# [EXCERPTED PASSAGE]
+--

Iran yesterday rejected reports that Tehran has used Chinese uranium gas for enrichment, insisting on the quality of its own domestically produced gas.
Foreign Ministry spokesman Hamid Reza Asefi also said Iran will respond to a European proposal in the nuclear standoff with Iran once it receives it officially -- but he emphasized that any deal must respect Iran's right to enrich uranium.
"Any judgment about the [European] package is not mature. Nothing has been officially presented to Iran yet. One should not be hasty," Asefi told reporters.
"We cannot retreat. The proposal should provide ways to secure our rights," Asefi said.
"The basis of our work is clear. We won't get back to the past. We won't stop uranium enrichment," he said.
In their latest bid to defuse escalating international tensions over Iran's disputed nuclear drive, Britain, France and Germany are preparing a package of trade and technology benefits if Tehran stops enriching uranium.
The four-page draft proposal is due to be discussed among the EU-3, plus China, Russia and the US in London on Wednesday.
A draft proposal says world powers should support Iran's choice to build several light water reactors and set up a nuclear fuel bank that would guarantee Tehran's access to reactor fuel but not the sensitive fuel cycle technology.
It would also have the US drop restrictions on Iran's buying US commercial airplanes or parts.
But if Tehran does not accept the deal, sanctions should follow.
These punitive measures could include an arms embargo, political and economic measures, a visa and travel ban on selected high-ranking officials and a freeze of assets of individuals and organizations connected to or close to the regime.
Asefi also repeated Iran's view that any economic sanctions would leave its foreign trading partners worse off.

+--

# [EXERCISE INSTRUCTIONS]
**A)** In the news article on Iran's nuclear dispute, which three countries are preparing a package of trade and technology benefits for Tehran?
**B)** Retype the passage of the news article on Iran's nuclear dispute starting at "Iran yesterday rejected" and ending at "Asefi told reporters.".

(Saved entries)

+--

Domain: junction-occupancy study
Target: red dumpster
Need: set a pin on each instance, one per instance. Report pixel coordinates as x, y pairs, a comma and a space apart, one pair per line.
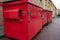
49, 16
22, 20
44, 17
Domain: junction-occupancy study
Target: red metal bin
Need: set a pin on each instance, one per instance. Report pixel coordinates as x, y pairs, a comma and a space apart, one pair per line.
44, 17
22, 20
49, 16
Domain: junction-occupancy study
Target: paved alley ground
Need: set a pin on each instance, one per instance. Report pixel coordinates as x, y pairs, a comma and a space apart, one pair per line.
50, 32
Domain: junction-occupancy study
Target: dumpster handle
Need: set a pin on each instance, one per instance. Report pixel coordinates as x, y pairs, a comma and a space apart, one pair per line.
20, 15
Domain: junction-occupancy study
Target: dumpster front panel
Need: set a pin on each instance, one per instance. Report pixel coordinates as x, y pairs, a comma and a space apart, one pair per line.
35, 24
15, 21
44, 17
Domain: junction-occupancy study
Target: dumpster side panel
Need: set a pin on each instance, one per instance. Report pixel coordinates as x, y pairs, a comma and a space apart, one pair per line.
35, 24
49, 16
44, 17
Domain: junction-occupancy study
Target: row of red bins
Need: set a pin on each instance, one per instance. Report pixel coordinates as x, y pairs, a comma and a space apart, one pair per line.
23, 20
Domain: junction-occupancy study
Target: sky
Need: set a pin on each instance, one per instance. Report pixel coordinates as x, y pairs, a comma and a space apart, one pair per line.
56, 3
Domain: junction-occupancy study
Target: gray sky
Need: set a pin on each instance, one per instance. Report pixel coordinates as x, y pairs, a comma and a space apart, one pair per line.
57, 3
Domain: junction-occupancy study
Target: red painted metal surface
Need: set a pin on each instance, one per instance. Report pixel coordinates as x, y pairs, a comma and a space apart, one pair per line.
49, 16
22, 21
44, 17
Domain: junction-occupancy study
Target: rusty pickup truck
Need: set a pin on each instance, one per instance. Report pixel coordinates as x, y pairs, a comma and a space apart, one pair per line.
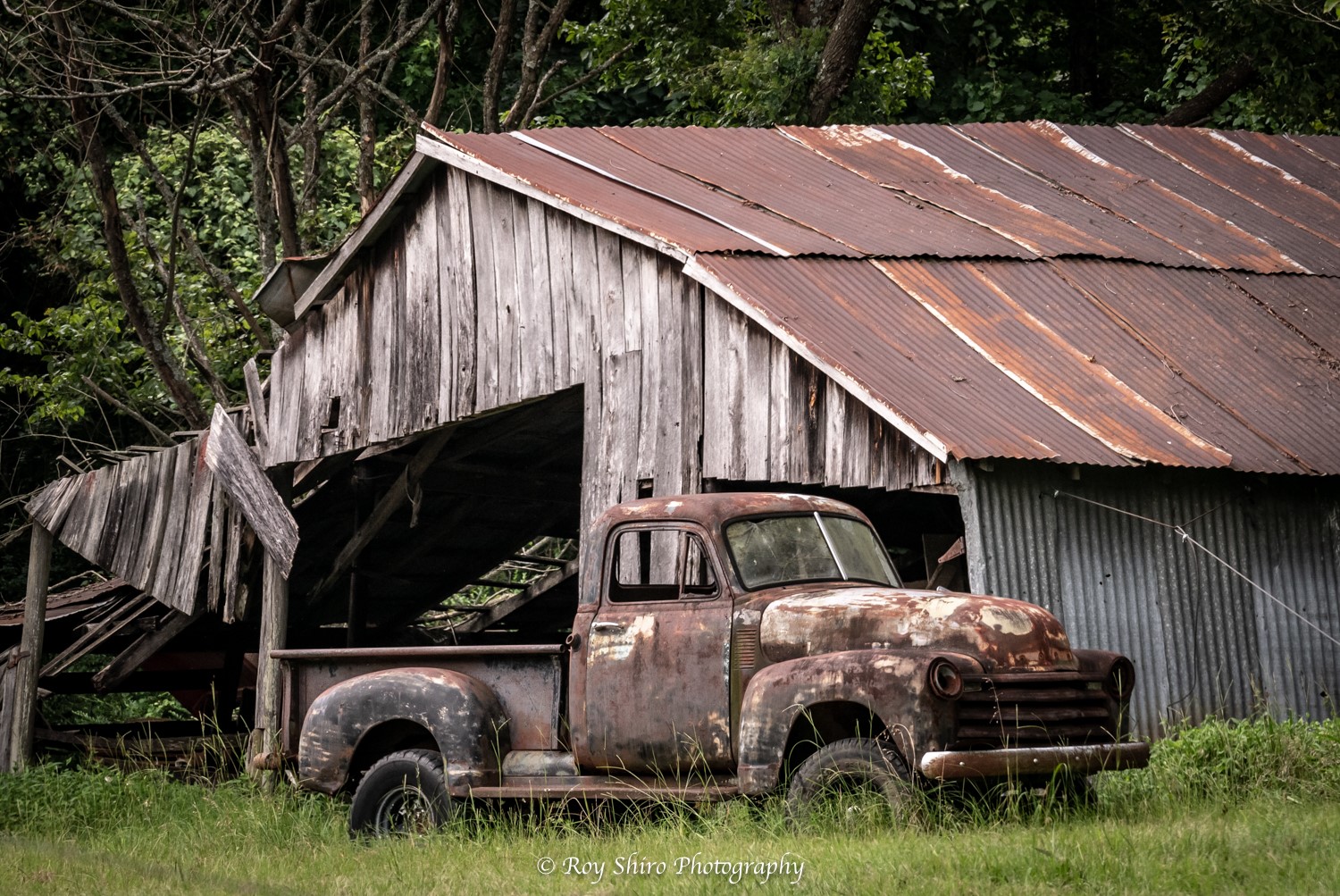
723, 644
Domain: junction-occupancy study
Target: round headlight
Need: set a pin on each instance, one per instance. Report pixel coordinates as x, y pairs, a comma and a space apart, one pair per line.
945, 679
1120, 679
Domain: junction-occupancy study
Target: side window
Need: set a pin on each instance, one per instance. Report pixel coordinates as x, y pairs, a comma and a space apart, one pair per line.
659, 564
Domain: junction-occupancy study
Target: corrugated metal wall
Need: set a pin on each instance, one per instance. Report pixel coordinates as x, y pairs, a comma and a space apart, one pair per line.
1203, 641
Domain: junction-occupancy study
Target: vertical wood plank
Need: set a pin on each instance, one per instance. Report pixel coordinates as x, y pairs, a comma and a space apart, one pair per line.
557, 235
608, 255
458, 297
586, 321
482, 222
420, 356
536, 346
23, 713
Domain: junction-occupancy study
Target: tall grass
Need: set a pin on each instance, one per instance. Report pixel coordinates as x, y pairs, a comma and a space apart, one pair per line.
1225, 807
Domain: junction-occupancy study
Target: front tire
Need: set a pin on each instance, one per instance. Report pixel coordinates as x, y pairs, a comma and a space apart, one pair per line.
404, 793
842, 781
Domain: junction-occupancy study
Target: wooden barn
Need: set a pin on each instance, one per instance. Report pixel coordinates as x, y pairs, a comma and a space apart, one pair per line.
1090, 367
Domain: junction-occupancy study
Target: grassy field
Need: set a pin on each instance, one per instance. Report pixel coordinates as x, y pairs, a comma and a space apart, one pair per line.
1225, 808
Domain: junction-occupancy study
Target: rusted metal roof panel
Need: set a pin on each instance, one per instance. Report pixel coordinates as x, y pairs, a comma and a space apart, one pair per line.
600, 196
592, 147
1028, 350
1323, 145
1219, 339
1133, 155
1291, 157
766, 168
1308, 305
1096, 331
999, 173
894, 163
1048, 150
1233, 168
858, 322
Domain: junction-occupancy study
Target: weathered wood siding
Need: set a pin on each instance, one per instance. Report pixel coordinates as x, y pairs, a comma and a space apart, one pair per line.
480, 299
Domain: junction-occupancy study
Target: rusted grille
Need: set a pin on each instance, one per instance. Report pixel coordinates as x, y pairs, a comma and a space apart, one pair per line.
745, 647
1034, 710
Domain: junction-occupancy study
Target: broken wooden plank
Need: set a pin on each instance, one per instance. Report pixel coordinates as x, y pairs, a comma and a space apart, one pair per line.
386, 507
251, 490
128, 660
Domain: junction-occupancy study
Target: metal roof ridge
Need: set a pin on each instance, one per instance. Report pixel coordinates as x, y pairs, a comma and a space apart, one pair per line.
574, 160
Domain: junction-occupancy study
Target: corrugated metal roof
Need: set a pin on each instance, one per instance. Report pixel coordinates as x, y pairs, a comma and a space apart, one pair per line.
1177, 315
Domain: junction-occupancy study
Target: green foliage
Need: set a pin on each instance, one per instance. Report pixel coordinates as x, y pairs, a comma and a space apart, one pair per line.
725, 64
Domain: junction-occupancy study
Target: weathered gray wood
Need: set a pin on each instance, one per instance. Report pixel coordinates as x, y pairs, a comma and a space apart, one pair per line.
23, 711
536, 345
509, 284
386, 507
273, 633
187, 587
256, 399
608, 300
482, 222
498, 609
128, 660
456, 256
584, 327
420, 348
758, 404
251, 490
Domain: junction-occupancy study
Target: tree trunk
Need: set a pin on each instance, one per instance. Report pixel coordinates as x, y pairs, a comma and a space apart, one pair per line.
1238, 75
842, 53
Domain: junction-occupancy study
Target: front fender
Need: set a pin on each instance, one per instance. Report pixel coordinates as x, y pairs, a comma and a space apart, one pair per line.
463, 716
890, 683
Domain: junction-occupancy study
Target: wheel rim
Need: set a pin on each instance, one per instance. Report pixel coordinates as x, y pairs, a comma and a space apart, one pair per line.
405, 810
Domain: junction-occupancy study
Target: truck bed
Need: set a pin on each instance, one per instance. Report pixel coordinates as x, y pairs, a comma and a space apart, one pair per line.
525, 678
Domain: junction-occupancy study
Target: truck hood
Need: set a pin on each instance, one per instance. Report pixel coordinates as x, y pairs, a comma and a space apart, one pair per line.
1001, 633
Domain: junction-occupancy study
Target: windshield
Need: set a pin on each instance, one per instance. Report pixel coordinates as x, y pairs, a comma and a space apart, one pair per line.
817, 547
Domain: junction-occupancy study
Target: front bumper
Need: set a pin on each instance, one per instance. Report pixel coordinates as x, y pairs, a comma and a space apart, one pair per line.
945, 765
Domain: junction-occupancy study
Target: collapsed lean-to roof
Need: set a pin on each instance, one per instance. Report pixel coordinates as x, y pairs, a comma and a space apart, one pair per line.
1082, 295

+--

# [OUTPUTS FOR THE TASKS]
**A)** Britain, France and Germany.

**B)**
Iran yesterday rejected reports that Tehran has used Chinese uranium gas for enrichment, insisting on the quality of its own domestically produced gas.
Foreign Ministry spokesman Hamid Reza Asefi also said Iran will respond to a European proposal in the nuclear standoff with Iran once it receives it officially -- but he emphasized that any deal must respect Iran's right to enrich uranium.
"Any judgment about the [European] package is not mature. Nothing has been officially presented to Iran yet. One should not be hasty," Asefi told reporters.